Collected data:
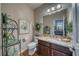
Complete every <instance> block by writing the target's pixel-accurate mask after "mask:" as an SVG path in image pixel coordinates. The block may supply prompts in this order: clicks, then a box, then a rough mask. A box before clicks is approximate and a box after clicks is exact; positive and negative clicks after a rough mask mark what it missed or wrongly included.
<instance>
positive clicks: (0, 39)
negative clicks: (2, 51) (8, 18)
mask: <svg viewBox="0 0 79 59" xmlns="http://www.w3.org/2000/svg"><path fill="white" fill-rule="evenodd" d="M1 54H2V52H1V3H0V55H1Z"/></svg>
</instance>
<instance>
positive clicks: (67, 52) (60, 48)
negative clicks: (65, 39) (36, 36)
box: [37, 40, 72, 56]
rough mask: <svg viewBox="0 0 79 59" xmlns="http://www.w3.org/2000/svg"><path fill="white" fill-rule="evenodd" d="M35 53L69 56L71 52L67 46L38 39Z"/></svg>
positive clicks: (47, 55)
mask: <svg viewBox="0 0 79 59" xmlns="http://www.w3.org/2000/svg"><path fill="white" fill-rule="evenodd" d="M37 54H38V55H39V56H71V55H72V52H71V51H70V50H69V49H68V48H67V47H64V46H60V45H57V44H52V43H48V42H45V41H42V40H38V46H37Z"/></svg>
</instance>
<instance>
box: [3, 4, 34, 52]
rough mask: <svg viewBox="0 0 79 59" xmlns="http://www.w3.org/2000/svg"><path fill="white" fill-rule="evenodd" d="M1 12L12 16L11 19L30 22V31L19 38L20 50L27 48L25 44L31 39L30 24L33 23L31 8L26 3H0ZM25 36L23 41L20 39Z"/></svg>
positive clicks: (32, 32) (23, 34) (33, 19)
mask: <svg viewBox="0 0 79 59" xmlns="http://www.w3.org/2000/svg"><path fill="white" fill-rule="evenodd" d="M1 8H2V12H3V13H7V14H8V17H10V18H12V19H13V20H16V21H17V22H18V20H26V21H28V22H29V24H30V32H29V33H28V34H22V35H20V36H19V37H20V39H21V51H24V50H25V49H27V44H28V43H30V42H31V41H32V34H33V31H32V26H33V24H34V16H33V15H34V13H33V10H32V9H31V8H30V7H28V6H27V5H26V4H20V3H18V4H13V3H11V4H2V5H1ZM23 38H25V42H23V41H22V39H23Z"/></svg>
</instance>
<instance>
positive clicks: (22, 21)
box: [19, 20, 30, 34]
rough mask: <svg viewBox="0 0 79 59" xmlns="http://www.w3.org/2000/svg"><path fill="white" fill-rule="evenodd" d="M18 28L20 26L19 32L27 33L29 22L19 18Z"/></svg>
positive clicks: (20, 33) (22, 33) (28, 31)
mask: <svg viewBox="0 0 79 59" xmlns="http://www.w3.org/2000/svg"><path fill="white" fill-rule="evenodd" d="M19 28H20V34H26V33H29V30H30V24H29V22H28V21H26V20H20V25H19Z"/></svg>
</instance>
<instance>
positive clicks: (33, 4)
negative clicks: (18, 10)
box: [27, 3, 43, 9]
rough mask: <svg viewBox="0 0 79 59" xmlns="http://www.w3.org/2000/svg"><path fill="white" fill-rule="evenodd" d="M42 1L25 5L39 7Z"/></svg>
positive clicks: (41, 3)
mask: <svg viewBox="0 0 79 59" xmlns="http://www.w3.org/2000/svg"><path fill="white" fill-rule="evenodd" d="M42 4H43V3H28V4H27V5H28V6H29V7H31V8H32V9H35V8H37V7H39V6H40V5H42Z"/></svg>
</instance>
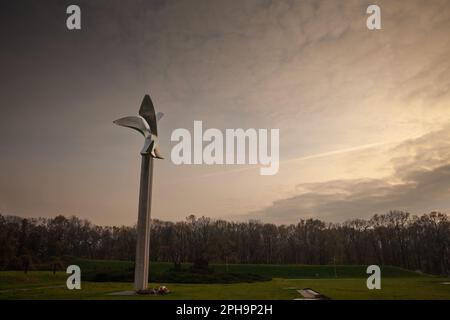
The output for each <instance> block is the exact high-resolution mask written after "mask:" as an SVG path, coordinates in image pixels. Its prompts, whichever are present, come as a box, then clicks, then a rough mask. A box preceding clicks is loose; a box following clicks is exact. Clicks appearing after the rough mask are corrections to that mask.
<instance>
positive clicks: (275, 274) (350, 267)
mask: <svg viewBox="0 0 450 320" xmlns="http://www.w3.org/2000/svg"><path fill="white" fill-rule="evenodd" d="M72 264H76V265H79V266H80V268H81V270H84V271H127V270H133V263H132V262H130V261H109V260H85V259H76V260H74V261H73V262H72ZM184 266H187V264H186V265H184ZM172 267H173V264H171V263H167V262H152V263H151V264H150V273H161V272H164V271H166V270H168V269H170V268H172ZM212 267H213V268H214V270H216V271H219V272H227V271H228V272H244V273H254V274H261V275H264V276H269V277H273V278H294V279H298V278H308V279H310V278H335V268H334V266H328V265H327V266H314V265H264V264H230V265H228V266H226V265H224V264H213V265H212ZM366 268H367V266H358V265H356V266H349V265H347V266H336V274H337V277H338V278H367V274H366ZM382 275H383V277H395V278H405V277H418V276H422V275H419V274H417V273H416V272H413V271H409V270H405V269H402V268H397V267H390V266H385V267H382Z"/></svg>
--
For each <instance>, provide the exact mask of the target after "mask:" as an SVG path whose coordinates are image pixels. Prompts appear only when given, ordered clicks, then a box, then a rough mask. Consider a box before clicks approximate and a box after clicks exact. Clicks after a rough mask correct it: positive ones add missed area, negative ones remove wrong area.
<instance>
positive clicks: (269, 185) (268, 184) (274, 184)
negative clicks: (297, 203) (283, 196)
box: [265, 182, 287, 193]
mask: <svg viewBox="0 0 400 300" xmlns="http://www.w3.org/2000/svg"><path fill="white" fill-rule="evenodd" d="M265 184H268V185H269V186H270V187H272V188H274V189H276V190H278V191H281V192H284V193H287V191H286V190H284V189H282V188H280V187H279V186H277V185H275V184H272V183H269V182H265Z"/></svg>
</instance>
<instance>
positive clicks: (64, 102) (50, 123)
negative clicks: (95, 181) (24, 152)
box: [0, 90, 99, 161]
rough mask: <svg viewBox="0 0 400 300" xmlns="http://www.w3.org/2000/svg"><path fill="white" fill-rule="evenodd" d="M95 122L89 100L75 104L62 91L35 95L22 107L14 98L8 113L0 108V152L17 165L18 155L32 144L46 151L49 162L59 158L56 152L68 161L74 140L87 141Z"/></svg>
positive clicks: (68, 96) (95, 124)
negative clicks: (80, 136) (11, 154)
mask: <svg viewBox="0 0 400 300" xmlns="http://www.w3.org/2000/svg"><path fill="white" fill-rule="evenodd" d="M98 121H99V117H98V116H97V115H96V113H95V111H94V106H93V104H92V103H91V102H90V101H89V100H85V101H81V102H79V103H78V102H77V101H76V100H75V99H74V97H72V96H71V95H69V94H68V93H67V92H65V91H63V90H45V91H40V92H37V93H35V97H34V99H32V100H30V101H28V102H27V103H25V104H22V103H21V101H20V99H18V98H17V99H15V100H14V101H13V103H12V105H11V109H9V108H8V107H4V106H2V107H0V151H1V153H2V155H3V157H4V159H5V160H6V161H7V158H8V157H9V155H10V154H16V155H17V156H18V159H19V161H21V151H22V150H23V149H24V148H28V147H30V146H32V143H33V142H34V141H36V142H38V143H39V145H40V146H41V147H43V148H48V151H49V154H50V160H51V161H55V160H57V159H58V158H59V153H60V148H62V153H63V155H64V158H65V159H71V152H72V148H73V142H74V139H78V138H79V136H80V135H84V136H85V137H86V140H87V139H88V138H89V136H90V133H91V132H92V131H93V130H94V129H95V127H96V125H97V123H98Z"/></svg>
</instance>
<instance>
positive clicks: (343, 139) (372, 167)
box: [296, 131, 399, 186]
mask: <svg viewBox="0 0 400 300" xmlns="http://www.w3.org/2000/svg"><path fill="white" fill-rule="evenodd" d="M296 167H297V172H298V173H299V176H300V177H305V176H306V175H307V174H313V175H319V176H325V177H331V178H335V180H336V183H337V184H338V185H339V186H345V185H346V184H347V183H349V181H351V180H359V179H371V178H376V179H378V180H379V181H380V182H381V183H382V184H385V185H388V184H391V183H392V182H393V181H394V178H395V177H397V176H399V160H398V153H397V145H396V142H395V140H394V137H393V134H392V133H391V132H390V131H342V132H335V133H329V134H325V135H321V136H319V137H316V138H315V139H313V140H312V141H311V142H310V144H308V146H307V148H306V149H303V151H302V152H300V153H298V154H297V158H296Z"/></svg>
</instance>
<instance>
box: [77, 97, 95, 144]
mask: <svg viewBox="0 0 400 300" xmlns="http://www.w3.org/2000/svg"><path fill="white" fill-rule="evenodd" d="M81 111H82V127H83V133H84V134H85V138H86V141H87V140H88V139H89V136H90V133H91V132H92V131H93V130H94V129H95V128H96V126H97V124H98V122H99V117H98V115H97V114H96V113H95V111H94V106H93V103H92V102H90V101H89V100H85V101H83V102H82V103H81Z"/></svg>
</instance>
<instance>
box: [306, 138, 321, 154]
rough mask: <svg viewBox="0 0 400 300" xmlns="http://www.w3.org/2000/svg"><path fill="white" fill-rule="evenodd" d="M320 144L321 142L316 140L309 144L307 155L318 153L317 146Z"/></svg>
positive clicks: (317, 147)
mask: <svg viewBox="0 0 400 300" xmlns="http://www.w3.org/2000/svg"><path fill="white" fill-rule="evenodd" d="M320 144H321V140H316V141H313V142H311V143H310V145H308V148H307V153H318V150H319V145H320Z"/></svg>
--
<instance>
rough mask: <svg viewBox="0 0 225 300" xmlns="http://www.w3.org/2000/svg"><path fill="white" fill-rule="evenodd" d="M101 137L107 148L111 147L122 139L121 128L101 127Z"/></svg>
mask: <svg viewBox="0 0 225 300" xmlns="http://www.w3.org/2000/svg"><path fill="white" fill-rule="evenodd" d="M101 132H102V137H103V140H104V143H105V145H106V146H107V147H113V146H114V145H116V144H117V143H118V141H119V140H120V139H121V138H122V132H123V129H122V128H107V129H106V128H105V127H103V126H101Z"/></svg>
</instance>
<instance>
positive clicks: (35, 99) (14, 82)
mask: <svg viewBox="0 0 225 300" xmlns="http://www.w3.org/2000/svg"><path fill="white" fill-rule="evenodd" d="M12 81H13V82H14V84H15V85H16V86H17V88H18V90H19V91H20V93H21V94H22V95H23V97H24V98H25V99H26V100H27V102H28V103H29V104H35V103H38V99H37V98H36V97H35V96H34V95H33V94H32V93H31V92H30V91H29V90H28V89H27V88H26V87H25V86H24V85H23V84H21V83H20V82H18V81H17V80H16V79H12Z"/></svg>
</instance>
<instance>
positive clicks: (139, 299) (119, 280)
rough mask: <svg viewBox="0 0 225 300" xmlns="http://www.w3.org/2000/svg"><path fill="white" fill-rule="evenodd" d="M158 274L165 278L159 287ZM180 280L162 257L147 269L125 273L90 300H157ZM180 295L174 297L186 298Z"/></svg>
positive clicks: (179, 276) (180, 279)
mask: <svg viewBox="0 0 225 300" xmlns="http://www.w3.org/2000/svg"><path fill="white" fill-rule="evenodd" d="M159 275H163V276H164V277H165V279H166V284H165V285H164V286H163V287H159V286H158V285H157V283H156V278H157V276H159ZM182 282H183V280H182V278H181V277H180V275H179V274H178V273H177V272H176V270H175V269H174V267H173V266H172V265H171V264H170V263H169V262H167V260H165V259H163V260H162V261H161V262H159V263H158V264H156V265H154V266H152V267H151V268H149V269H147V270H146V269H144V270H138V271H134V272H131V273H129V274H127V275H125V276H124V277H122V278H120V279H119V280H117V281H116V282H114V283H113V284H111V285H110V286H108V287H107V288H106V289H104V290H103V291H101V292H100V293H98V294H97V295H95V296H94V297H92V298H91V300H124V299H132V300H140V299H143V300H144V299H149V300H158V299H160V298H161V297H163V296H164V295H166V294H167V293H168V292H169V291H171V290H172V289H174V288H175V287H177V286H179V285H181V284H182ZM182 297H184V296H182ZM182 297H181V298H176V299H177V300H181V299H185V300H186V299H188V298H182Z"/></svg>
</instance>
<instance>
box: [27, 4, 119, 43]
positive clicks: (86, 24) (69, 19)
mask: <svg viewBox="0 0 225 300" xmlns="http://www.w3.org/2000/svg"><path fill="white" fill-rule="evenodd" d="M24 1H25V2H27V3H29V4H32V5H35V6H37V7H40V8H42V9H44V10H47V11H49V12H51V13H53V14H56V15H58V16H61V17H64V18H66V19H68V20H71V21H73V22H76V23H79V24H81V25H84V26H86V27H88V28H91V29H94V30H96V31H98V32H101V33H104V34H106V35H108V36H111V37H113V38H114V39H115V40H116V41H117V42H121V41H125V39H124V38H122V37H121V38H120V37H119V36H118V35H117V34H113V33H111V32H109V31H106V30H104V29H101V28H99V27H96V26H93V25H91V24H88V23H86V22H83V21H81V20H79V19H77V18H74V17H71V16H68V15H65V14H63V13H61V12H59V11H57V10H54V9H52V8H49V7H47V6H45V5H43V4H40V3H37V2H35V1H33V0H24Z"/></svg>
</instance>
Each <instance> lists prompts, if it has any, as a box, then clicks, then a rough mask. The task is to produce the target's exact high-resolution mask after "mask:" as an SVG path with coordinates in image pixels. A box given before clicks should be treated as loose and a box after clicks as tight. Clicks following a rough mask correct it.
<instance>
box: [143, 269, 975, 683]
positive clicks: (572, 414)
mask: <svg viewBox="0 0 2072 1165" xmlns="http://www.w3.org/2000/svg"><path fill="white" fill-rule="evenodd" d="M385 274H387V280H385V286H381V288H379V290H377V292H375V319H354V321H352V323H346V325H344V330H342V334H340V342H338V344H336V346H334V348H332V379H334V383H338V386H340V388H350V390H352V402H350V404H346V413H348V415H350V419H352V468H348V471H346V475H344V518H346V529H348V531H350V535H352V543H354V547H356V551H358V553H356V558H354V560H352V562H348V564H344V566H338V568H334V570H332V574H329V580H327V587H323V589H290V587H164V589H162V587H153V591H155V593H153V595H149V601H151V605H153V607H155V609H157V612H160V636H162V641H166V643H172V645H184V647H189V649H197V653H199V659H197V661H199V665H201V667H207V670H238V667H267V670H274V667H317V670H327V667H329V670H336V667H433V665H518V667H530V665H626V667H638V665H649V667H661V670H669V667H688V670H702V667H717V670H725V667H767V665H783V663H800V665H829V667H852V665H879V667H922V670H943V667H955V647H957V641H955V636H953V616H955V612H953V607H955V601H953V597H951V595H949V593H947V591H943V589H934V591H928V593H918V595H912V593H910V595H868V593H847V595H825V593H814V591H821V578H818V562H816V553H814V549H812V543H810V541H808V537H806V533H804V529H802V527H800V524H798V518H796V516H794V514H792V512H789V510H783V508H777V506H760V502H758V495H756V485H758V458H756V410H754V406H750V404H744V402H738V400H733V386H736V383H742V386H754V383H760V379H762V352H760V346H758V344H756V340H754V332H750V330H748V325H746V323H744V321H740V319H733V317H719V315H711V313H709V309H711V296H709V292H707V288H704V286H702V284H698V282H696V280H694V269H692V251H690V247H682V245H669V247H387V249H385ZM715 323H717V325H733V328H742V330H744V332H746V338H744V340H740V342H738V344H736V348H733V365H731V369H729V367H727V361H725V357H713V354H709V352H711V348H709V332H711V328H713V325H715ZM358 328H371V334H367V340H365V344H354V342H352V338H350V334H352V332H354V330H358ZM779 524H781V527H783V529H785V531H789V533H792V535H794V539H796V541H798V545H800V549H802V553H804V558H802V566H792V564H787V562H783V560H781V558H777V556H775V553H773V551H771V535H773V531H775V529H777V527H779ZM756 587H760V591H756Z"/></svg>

**PROBLEM REQUIREMENTS:** In the records above, find the line with "Complete every <instance>"; write out exactly that line and each one after it, stopping after the line with "positive clicks: (0, 39)".

**FINAL ANSWER:**
Complete every <instance> block by writing the target's pixel-accurate mask after "mask:" as an SVG path in image pixel coordinates. The block may supply prompts in this order: clicks, then a box, then a rough mask. A box before clicks is approximate and a box after clicks is exact; positive and negative clicks after a rough mask mark what it missed or wrongly included.
<instance>
positive clicks: (0, 39)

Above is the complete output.